▶ Records from a data collection:
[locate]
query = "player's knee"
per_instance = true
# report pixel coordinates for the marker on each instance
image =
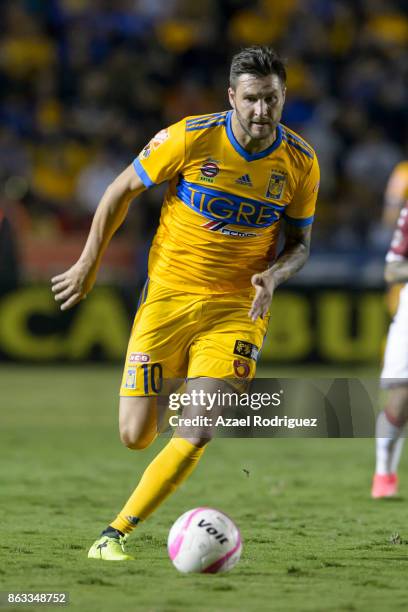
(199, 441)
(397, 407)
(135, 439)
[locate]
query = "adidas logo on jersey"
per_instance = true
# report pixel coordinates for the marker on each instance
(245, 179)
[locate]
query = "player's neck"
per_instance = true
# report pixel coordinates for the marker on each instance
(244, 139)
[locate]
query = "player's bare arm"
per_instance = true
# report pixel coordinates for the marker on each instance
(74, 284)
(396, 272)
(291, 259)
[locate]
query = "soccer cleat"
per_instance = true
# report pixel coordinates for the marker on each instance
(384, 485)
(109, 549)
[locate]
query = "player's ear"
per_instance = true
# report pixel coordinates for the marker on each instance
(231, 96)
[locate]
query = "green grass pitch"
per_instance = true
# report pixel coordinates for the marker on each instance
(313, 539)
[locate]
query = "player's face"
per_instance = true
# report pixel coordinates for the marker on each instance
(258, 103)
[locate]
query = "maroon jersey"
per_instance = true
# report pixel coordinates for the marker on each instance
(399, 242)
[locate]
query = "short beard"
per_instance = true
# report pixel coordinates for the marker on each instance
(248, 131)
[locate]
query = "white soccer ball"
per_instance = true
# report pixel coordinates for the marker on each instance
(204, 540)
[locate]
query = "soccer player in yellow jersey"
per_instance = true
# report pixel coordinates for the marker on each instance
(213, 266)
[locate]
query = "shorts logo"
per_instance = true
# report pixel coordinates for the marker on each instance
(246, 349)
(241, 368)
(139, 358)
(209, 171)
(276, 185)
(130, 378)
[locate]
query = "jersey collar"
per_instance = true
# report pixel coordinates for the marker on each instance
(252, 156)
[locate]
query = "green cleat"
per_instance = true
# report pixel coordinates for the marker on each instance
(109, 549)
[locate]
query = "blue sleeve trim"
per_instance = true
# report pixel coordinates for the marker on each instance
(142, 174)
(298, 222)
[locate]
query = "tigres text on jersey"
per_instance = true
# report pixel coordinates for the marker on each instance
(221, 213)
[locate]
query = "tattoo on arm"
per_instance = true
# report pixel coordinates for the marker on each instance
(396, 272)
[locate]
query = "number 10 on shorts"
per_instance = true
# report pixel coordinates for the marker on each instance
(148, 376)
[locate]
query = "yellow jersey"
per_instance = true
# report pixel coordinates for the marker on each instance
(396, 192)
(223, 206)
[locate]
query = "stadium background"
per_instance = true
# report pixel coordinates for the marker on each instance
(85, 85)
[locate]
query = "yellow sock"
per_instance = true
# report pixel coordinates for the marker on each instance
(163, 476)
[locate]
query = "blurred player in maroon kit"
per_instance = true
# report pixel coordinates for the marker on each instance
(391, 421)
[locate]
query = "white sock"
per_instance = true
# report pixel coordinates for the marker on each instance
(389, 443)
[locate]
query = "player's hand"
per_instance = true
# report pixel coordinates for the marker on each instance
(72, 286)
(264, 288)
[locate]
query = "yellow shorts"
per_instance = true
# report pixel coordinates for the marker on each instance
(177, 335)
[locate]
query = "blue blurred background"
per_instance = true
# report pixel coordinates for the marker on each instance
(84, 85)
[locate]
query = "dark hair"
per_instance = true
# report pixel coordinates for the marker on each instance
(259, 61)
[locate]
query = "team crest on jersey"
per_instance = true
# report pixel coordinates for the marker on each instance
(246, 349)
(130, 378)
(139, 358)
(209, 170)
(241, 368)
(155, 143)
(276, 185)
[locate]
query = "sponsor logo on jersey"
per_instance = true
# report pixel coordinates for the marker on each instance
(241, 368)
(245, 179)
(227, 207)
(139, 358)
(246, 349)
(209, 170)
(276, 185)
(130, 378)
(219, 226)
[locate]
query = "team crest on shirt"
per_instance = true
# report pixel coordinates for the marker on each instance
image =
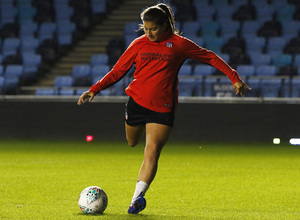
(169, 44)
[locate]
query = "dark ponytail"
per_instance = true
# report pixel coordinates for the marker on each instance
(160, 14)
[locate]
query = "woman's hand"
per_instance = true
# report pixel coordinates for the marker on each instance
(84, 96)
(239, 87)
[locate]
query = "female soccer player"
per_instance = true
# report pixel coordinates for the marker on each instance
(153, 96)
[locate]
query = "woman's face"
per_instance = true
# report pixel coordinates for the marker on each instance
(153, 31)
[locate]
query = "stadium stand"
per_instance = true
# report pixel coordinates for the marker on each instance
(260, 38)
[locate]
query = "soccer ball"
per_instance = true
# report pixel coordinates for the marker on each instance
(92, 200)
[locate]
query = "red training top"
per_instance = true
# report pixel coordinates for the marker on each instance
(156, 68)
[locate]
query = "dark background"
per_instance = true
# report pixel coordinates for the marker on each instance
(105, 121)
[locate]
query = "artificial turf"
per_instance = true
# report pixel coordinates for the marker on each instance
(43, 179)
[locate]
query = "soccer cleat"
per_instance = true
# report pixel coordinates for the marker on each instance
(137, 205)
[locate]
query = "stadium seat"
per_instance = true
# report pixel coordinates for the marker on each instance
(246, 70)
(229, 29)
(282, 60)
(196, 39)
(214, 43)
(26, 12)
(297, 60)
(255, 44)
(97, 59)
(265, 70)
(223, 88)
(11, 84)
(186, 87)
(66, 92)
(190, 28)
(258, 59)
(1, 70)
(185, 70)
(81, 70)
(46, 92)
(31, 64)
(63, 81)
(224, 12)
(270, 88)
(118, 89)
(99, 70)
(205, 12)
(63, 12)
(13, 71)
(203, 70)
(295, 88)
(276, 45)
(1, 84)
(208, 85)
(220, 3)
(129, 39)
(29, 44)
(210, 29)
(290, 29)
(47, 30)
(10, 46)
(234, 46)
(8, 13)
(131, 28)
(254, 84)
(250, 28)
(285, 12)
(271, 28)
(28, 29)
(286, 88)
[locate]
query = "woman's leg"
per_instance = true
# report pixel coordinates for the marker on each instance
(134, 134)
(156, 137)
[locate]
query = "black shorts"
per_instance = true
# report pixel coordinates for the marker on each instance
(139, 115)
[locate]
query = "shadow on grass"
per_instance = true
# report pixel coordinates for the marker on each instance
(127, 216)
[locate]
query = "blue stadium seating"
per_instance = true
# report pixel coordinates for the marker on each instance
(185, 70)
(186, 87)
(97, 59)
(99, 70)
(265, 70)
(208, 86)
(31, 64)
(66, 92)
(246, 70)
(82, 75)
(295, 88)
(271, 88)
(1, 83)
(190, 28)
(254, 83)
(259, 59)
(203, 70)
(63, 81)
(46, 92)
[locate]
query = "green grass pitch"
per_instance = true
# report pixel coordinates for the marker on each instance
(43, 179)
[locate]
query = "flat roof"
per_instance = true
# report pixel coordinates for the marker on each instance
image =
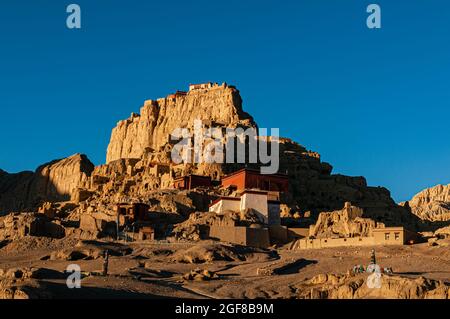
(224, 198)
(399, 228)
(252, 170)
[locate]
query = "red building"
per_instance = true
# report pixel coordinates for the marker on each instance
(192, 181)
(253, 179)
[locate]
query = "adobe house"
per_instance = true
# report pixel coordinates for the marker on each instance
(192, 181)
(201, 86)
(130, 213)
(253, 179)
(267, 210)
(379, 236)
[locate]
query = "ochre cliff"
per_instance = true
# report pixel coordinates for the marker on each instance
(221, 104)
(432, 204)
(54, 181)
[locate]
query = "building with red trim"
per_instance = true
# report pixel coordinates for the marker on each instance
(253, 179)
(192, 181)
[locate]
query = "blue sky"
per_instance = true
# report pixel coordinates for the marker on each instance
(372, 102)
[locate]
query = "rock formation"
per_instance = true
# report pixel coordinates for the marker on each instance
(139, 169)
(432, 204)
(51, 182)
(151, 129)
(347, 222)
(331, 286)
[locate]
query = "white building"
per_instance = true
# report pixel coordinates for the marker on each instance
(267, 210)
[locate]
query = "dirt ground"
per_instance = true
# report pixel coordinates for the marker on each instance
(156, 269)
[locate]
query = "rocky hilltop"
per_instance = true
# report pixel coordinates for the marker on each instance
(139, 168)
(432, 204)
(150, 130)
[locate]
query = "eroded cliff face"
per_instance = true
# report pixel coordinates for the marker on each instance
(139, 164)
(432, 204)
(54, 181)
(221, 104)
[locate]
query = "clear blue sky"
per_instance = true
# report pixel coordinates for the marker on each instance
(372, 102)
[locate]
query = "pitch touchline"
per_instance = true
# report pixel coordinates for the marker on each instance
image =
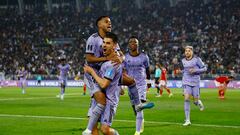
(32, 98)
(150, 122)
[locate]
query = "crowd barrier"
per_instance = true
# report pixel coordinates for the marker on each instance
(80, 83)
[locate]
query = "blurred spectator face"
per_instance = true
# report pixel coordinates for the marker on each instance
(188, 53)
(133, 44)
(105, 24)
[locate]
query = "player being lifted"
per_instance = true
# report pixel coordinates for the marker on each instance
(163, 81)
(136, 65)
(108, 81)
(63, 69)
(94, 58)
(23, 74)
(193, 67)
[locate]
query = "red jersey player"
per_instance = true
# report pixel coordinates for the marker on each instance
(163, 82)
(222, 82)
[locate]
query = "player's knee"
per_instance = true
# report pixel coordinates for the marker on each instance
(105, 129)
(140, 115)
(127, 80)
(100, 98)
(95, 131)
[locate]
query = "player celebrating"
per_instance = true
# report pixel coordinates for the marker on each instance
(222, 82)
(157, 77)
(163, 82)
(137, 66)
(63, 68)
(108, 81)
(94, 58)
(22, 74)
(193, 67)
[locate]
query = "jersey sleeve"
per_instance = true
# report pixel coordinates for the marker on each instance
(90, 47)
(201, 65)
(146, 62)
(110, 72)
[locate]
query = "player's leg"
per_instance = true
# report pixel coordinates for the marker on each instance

▶ GOAL OF THE EXERCISE: Going through the records above, count the lines that include the word "face". Give the number alone.

▶ EXERCISE OUTPUT: 4